[Dataset rows showing where objects appear]
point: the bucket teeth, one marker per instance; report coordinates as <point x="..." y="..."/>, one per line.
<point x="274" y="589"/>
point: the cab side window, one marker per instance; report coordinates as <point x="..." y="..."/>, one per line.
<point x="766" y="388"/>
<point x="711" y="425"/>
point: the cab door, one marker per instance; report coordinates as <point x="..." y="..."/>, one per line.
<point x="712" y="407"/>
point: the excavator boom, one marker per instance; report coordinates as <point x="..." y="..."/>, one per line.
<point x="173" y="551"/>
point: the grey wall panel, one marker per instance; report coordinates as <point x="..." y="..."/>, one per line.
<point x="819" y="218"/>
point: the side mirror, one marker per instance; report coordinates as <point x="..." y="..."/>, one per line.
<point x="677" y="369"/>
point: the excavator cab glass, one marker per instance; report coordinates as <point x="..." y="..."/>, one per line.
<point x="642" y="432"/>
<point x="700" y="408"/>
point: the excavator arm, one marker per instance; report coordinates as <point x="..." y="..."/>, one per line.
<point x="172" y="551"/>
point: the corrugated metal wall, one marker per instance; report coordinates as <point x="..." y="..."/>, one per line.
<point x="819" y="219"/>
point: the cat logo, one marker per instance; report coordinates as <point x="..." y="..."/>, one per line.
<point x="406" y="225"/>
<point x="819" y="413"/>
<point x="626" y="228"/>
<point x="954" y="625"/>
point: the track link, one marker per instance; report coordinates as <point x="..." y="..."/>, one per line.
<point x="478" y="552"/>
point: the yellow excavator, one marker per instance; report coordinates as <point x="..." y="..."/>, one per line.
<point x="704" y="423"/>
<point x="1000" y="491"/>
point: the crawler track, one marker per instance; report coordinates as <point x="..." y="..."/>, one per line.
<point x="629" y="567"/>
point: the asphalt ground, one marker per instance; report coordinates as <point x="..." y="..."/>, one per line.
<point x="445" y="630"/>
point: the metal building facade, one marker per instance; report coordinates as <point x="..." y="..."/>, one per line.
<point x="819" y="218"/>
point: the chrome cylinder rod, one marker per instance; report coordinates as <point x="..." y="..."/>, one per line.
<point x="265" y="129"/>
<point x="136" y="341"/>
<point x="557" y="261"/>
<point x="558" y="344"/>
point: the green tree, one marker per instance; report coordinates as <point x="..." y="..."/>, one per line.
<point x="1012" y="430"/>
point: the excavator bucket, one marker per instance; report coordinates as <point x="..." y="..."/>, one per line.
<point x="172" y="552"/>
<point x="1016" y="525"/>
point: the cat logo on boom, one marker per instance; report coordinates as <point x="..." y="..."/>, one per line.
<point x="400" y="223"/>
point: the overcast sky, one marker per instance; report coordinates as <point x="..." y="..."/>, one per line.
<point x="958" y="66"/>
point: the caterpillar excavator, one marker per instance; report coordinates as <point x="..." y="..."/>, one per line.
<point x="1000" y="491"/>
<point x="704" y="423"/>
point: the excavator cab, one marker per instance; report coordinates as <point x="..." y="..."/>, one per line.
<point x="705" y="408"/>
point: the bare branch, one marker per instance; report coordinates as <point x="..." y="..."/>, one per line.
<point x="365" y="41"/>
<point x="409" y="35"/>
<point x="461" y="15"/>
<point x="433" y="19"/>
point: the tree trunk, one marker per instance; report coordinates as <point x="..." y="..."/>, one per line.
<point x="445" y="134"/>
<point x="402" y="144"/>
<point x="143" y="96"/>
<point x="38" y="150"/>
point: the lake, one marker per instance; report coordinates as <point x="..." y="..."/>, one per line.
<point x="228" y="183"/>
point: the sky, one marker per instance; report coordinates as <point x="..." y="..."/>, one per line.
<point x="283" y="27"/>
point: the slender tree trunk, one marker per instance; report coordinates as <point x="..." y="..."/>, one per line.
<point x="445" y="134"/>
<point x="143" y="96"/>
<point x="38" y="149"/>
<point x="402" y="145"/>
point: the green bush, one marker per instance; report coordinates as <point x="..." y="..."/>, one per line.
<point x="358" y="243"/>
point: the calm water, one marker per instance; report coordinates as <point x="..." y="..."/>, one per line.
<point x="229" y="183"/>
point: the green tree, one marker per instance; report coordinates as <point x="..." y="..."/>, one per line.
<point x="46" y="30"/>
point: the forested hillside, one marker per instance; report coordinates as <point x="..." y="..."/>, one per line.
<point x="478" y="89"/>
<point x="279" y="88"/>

- _WHAT IS REQUIRED_
Recast all of the records above as a numbered list, dropping any blank lines.

- _TASK RESULT_
1. point: the bucket teeth, one marker per instance; report coordinates as <point x="..." y="..."/>, one per line.
2. <point x="274" y="589"/>
3. point: the cab side window, one marker per instance; report coordinates as <point x="..." y="..."/>, one per line.
4. <point x="766" y="388"/>
5. <point x="711" y="425"/>
6. point: the cab door, one marker per instance; report coordinates as <point x="..." y="..."/>, one per line.
7. <point x="712" y="407"/>
8. point: the excavator boom, one marker per instance; report coordinates as <point x="..." y="..."/>, one per line.
9. <point x="173" y="551"/>
10. point: the grey wall panel, one marker per instance; report coordinates as <point x="..." y="..."/>, one per line.
11. <point x="819" y="218"/>
12. point: the side mirror, one marker per instance; report coordinates as <point x="..." y="..."/>, one per line.
13. <point x="677" y="369"/>
14. point: the excavator cab glass, one marker per instance; report coordinates as <point x="..." y="..."/>, one per line.
15. <point x="642" y="432"/>
16. <point x="700" y="408"/>
17. point: the excavator arm, one marker per instance; report coordinates as <point x="..." y="..."/>, one per line.
18. <point x="172" y="551"/>
19. point: the corrugated metal wall, one marker per instance; report coordinates as <point x="..." y="..."/>, one per line.
20. <point x="819" y="219"/>
21. point: the cat logo, one marker per instance; report coordinates as <point x="..." y="..."/>, one per line.
22. <point x="406" y="225"/>
23. <point x="819" y="413"/>
24. <point x="626" y="228"/>
25. <point x="954" y="625"/>
26. point: the track link, one marker per instance; report coordinates as <point x="..." y="..."/>, one per line.
27. <point x="478" y="552"/>
28. point: the yellow excavator, one marker per instance; report coordinates as <point x="..." y="..."/>, one per line.
29. <point x="704" y="423"/>
30. <point x="1000" y="491"/>
31. point: the crawler track, one marker per instance; report coordinates as <point x="..." y="..."/>, one per line.
32. <point x="629" y="567"/>
33. point: the asphalt ground, one marker per instance; report coordinates as <point x="..." y="..."/>, one per line.
34. <point x="445" y="630"/>
35. point: the metal building facade, one marker per instance; report coordinates as <point x="..." y="..."/>, one per line.
36. <point x="819" y="218"/>
37. point: the chrome cylinder rod, one marker per instance; report coordinates as <point x="..." y="..."/>, one per line.
38. <point x="265" y="129"/>
39. <point x="136" y="341"/>
40. <point x="557" y="261"/>
41. <point x="558" y="344"/>
42. point: the green tree, one marker per instance; report coordinates as <point x="..." y="..."/>, one per line.
43. <point x="1012" y="430"/>
44. point: the excavator bucket, one marker per instance; report coordinates as <point x="..." y="..."/>, one per line.
45. <point x="172" y="552"/>
46. <point x="1016" y="525"/>
47. point: the cat logo on boom, one marker per instance; report coordinates as <point x="..." y="..."/>, one per line.
48. <point x="400" y="223"/>
49. point: the overcast sky, one marker per instance; report coordinates as <point x="..." y="..."/>, one per line.
50. <point x="958" y="66"/>
51. point: the caterpillar excavator, one marker per instance; report coordinates as <point x="..." y="..."/>, one per line.
52. <point x="1000" y="491"/>
53. <point x="704" y="423"/>
54. point: the excavator cab, one marker per instance; report coordinates as <point x="..." y="..."/>, one per line.
55. <point x="705" y="408"/>
56. point: the bare branch, one marker per instance; report coordinates as <point x="..." y="..."/>, one per line.
57. <point x="365" y="41"/>
58. <point x="409" y="35"/>
59. <point x="461" y="15"/>
60. <point x="433" y="19"/>
61. point: the tree trunk, one marker per instance; report coordinates as <point x="..." y="..."/>, one per line.
62. <point x="445" y="134"/>
63. <point x="402" y="144"/>
64. <point x="143" y="96"/>
65. <point x="38" y="150"/>
66. point: the lake, one marker per instance; report coordinates as <point x="..." y="..."/>, one per line.
67. <point x="228" y="183"/>
68. point: the sky, one marker per instance; report coordinates as <point x="..." y="..."/>, one per line.
69. <point x="283" y="27"/>
70. point: the slender tree trunk, one marker per instance; report coordinates as <point x="..." y="..."/>, one per line.
71. <point x="445" y="134"/>
72. <point x="143" y="96"/>
73. <point x="38" y="149"/>
74. <point x="402" y="145"/>
75. point: the green bush, one marker per instance; report coordinates as <point x="..." y="..."/>, one per line.
76. <point x="358" y="243"/>
77. point: the calm water, one marker per instance; report coordinates as <point x="..." y="..."/>, one per line.
78. <point x="229" y="183"/>
79. point: the green tree, one marker per instance; report coordinates as <point x="..." y="..."/>, one per line.
80. <point x="46" y="30"/>
81. point: the forested hillside, one marker per instance; report coordinates as <point x="..." y="..."/>, one per line.
82. <point x="478" y="89"/>
83. <point x="279" y="88"/>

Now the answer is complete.